Work task:
Reproduce the entire text on LLMs in the insurance industry word for word.

Text block:
With LLMs becoming increasingly more popular in the insurance industry, does the technology’s value outstrip its risks?
The use of large language models (LLMs) has been increasing in the insurance industry over the past few years, with the opportunities for their deployment far outweighing the risks of implementation.
LLMs are a form of of artificial intelligence (AI) algorithm that process natural language input and to generate language outputs based on previously analysed data.
Back in March 2023, insurer Zurich announced it was experimenting with using ChatGPT, perhaps the most recogniseable LLM, to overhaul its claims processing.
In May 2023, insurtech Artificial Labs followed suit with the launch of a ChatGPT pilot designed to end the “messy” data barrier for carriers and brokers.
Ignite Insurance Systems, meanwhile, launched its own LLM chatbot service in June 2023 for brokers to save time when managing customer queries.
And in the same month, Cytora revealed that it was using LLMs to enhance insurers’ risks assessment and underwriting capabilities as well as make underwriting more accurate and efficient.
Clearly, the insurance sector has recognised the value that LLM-based AI technology can provide. However, identifying targeted uses for the technology has proved more difficult.
For Eric Sibony, AI solution provider Shift Technology’s cofounder and chief scientific officer, LLMs can be deployed for “multiple uses”.

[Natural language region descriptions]
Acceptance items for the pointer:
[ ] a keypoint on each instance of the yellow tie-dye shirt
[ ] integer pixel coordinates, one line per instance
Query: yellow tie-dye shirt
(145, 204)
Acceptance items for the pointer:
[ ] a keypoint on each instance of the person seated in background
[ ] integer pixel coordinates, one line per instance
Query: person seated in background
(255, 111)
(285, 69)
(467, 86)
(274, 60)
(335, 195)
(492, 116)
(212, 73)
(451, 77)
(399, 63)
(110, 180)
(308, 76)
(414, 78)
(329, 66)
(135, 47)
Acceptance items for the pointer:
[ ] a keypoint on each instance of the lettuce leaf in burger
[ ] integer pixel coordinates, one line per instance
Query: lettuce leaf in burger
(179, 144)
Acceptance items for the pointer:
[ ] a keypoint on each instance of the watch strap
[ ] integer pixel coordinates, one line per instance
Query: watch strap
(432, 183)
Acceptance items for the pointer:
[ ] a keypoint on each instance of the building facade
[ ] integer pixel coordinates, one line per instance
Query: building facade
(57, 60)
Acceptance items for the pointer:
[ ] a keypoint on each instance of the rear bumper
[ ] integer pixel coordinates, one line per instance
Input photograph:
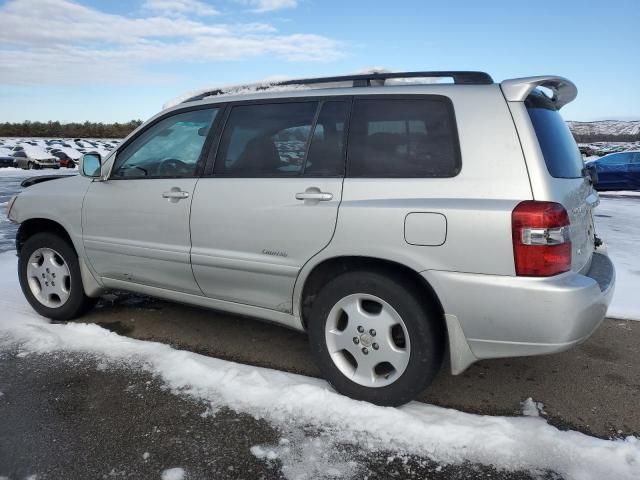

Response:
With LLMs becoming increasingly more popular in the insurance industry, does the technology’s value outstrip its risks?
The use of large language models (LLMs) has been increasing in the insurance industry over the past few years, with the opportunities for their deployment far outweighing the risks of implementation.
LLMs are a form of of artificial intelligence (AI) algorithm that process natural language input and to generate language outputs based on previously analysed data.
Back in March 2023, insurer Zurich announced it was experimenting with using ChatGPT, perhaps the most recogniseable LLM, to overhaul its claims processing.
In May 2023, insurtech Artificial Labs followed suit with the launch of a ChatGPT pilot designed to end the “messy” data barrier for carriers and brokers.
Ignite Insurance Systems, meanwhile, launched its own LLM chatbot service in June 2023 for brokers to save time when managing customer queries.
And in the same month, Cytora revealed that it was using LLMs to enhance insurers’ risks assessment and underwriting capabilities as well as make underwriting more accurate and efficient.
Clearly, the insurance sector has recognised the value that LLM-based AI technology can provide. However, identifying targeted uses for the technology has proved more difficult.
For Eric Sibony, AI solution provider Shift Technology’s cofounder and chief scientific officer, LLMs can be deployed for “multiple uses”.